Segmentation labeling records
****

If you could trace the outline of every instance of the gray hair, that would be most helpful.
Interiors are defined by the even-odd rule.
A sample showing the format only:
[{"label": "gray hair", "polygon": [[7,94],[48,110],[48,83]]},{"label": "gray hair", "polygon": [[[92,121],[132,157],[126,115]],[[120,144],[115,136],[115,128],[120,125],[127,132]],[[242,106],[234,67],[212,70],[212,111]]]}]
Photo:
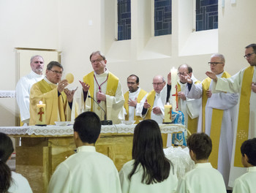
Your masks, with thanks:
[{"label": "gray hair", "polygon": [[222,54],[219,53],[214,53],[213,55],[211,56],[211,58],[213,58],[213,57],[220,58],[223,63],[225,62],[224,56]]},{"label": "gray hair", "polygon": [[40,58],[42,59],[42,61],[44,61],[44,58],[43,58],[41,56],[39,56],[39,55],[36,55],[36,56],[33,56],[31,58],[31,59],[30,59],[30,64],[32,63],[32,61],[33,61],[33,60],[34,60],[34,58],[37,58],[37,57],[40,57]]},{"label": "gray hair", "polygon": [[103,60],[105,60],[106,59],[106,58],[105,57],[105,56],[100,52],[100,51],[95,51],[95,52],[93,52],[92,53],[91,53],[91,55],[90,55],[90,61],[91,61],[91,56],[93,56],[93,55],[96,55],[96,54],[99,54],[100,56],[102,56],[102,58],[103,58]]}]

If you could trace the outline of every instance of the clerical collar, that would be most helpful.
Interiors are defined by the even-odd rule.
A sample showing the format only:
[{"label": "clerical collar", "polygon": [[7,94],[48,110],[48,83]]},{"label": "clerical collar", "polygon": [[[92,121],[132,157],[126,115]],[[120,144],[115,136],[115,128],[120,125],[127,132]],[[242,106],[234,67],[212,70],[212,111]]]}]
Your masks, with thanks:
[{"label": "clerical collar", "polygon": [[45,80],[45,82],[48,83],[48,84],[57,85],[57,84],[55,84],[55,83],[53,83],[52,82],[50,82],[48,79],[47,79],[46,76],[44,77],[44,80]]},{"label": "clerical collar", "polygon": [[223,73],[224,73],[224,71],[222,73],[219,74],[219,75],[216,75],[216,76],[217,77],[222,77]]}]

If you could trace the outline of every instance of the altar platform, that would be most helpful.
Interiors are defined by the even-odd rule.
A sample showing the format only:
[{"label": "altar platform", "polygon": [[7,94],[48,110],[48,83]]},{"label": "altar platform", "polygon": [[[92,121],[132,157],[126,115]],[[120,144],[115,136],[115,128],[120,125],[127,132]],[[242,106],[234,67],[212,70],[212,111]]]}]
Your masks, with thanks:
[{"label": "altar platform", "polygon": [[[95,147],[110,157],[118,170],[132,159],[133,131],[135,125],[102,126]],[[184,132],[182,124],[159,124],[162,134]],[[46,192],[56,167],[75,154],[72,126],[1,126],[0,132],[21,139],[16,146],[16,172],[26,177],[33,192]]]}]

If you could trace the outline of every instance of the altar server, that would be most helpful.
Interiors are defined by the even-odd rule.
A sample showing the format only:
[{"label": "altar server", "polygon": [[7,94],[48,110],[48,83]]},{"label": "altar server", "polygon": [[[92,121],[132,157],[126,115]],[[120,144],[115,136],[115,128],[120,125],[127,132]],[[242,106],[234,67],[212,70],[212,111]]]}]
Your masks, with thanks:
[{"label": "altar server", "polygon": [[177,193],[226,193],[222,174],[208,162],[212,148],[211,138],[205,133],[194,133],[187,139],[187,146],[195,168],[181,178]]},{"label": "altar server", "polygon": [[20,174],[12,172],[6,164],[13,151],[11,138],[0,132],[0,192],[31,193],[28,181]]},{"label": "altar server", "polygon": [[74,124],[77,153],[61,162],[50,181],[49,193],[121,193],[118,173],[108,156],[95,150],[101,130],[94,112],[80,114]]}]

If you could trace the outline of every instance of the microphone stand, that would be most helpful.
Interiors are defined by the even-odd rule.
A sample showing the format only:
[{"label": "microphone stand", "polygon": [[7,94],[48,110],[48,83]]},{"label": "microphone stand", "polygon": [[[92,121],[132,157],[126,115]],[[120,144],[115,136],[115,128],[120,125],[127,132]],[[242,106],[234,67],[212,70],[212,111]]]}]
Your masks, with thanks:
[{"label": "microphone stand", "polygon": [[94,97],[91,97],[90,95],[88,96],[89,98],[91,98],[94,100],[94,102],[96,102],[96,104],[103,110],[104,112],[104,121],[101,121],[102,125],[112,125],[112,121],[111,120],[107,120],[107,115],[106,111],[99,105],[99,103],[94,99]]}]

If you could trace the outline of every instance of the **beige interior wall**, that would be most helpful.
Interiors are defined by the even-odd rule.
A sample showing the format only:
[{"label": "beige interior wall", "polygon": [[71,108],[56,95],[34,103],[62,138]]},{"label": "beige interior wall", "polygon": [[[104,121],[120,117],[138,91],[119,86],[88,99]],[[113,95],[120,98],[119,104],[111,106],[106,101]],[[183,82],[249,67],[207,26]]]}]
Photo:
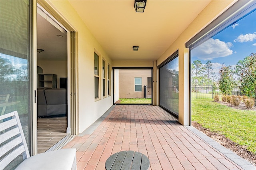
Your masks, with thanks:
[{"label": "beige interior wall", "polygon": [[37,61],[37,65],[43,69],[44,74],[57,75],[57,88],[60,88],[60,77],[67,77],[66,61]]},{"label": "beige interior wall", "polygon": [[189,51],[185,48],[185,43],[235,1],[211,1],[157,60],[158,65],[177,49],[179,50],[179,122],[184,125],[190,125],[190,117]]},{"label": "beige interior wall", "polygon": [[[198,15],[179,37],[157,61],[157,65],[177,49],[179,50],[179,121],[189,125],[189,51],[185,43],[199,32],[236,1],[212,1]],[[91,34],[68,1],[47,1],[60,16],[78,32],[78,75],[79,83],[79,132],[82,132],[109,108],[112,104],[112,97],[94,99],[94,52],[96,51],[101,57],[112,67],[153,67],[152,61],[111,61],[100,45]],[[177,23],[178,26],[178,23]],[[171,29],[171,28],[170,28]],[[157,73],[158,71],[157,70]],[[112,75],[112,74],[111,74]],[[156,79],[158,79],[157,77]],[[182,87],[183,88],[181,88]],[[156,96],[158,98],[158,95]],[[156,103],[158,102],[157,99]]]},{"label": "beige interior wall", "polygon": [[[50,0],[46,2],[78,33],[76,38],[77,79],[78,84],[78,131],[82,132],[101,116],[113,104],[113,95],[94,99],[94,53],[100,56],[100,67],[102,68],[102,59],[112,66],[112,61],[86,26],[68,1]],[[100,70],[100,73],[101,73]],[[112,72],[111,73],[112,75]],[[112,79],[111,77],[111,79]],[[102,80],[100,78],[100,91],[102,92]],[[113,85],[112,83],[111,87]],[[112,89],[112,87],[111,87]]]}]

****

§ EXERCISE PROMPT
Which lines of the records above contain the string "clerical"? Pick out each such line and copy it in full, treating uppercase and lowercase letters as distinct.

§ RESPONSE TO THE TASK
If you could trace the outline of every instance of the clerical collar, that would be most helpful.
[{"label": "clerical collar", "polygon": [[7,94],[48,110],[48,83]]},{"label": "clerical collar", "polygon": [[[92,121],[132,157],[126,115]],[[120,144],[115,136],[115,128],[120,125],[127,132]],[[242,106],[234,67],[212,70],[212,111]]]}]
[{"label": "clerical collar", "polygon": [[45,80],[45,82],[48,83],[48,84],[57,85],[57,84],[55,84],[55,83],[53,83],[52,82],[50,82],[48,79],[47,79],[46,76],[44,77],[44,80]]},{"label": "clerical collar", "polygon": [[223,73],[224,73],[224,71],[222,73],[219,74],[219,75],[216,75],[216,76],[217,77],[222,77]]}]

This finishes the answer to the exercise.